## CONSIGNES
a) D'après l'extrait, quelle somme la nouvelle politique allemande annonce-t-elle pour la défense ?
b) Restituez mot pour mot la partie de l'extrait qui va de « Le 14 juillet, a » à « légitimité des pouvoirs. ».

## EXTRAIT
============================================================

Les Européens ont créé un fonds d’aide à la reconstruction de l’Ukraine. La France et le Royaume-Uni renforcent leur alliance.

À Rome, les Européens ont créé un fonds d’aide à la reconstruction de l’Ukraine. À Londres, sous l’apparat de la visite d’état, la France et le Royaume-Uni renforcent une alliance de plus d’un siècle, abîmée par le Brexit. Ils organisent une coordination de leur arsenal nucléaire, « un usage conjoint et organisé des capacités nucléaires des deux pays », ce qui renforce la crédibilité de la dissuasion.Affirmer la volonté de se défendre vis-à-vis de la Russie, affirmer aussi une volonté d’autonomie vis-à-vis des États-Unis donne à la déclaration franco-britannique une signification capitale. Tout comme la nouvelle politique allemande, qui débloque 850 milliards de dépenses nouvelles, annonce 150 milliards pour la défense, réfléchit à un arsenal nucléaire « européen », avec un leadership allemand ! De quoi s’interroger à Moscou, et Washington.

La peur fait réfléchir, l’Europe politique s’agite, lentement, sûrement. Se débarrasser du tabou de la protection américaine sera le plus difficile, il se traduira, ou non, par la constitution d’une industrie de défense européenne. Jusqu’à présent, l’Europe paye tribut aux États-Unis. Sauf la France.

Le 14 juillet, a remarqué Trump, il y a un défilé militaire. La France a une défense. Insuffisante, comme pleure tout général, mais complète, des sous-marins nucléaires (une technologie que possèdent très peu de pays) aux avions les meilleurs du monde. (Le F35 est un scandale, dénoncé par le Congrès, qui ne se vend que par chantage).

Un 14 juillet va au-delà des frontières, annonce une révolution dans l’exercice et la légitimité des pouvoirs.  

Le chef d’état-major des armées a déclaré que « la France était devenue le principal adversaire de la Russie dans sa guerre hybride », plus que l’Allemagne ou le Royaume-Uni. « On n’abdique pas l’honneur d’être une cible » : qu’un 14 juillet puisse apparaître n’importe où dans le monde menace tous les tyranneaux du globe. Si c’est une forfanterie de prétendre que le 14 juillet est universel, c’est une prétention utile parce qu’elle inocule, dans la tête des faibles comme des puissants, la possibilité de la liberté, parfois l’audace de se battre pour elle.

============================================================

## DONNÉES FOURNIES
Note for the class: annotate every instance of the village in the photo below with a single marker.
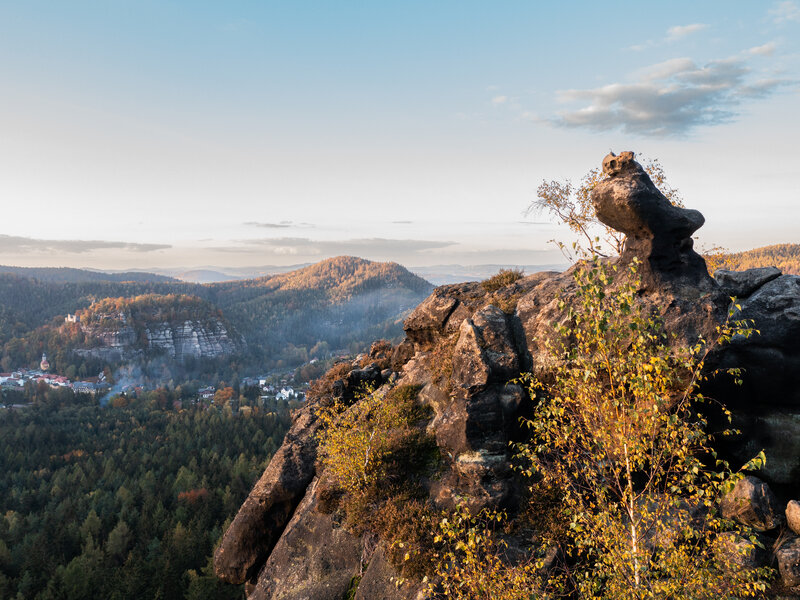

============================================================

## RÉPONSES
a) 150 milliards.

b)
Le 14 juillet, a remarqué Trump, il y a un défilé militaire. La France a une défense. Insuffisante, comme pleure tout général, mais complète, des sous-marins nucléaires (une technologie que possèdent très peu de pays) aux avions les meilleurs du monde. (Le F35 est un scandale, dénoncé par le Congrès, qui ne se vend que par chantage).

Un 14 juillet va au-delà des frontières, annonce une révolution dans l’exercice et la légitimité des pouvoirs.